▶ [Task requirements]: Return every line of the material below that contains the word "white". Case counts.

──────── Data shown

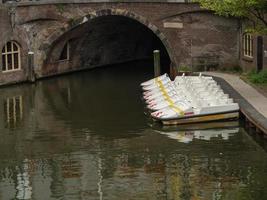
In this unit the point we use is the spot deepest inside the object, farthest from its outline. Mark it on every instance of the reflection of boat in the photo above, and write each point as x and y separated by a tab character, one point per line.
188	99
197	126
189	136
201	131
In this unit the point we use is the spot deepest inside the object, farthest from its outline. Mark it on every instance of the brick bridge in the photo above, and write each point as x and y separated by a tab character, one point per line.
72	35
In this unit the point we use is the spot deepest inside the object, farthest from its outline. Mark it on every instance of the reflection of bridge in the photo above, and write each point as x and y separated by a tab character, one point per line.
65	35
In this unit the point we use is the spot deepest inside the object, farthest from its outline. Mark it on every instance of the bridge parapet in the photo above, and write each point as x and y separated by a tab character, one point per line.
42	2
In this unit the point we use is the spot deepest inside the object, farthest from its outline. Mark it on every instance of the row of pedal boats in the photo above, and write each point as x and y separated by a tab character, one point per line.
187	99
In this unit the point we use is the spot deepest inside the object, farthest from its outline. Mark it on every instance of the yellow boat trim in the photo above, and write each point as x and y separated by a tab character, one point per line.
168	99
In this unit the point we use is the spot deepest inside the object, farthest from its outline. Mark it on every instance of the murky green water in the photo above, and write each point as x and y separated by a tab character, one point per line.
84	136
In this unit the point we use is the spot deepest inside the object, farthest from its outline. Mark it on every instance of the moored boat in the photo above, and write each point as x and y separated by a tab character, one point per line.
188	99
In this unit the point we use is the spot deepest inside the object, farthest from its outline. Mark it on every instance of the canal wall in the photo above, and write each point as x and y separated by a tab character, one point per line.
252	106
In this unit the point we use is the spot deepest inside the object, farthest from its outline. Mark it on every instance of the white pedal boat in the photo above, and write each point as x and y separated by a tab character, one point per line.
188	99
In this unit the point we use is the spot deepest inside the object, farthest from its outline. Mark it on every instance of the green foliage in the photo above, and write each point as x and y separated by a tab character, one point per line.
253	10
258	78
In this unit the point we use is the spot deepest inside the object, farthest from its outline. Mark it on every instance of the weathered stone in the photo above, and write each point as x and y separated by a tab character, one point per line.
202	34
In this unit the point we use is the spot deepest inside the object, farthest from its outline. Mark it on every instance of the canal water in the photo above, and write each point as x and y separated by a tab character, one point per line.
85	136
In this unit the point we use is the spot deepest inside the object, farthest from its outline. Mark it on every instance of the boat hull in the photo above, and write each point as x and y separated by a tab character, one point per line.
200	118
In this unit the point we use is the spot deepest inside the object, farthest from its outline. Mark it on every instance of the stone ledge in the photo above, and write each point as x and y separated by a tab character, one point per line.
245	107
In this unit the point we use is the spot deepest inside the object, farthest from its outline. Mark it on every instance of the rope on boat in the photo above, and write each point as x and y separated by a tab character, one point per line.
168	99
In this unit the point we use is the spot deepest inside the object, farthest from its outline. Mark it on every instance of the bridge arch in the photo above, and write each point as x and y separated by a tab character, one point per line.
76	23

────────────────
──────── Data shown

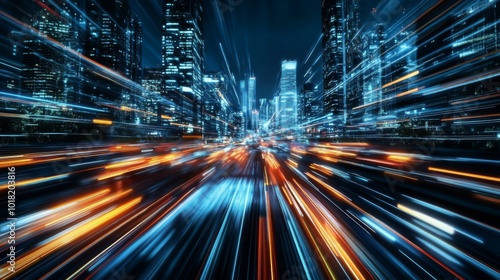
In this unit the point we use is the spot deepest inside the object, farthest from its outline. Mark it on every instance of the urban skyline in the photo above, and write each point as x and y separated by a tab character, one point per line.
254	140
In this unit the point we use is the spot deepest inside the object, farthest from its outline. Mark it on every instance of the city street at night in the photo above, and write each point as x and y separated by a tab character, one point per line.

────────────────

▶ [Full response]:
In this unit the point we use is the spot deepest inside the object, farthest from its outline. Mark it on every instance of the white pedal boat in the photo above, and write each point as x and y separated by a tab character, one point per line.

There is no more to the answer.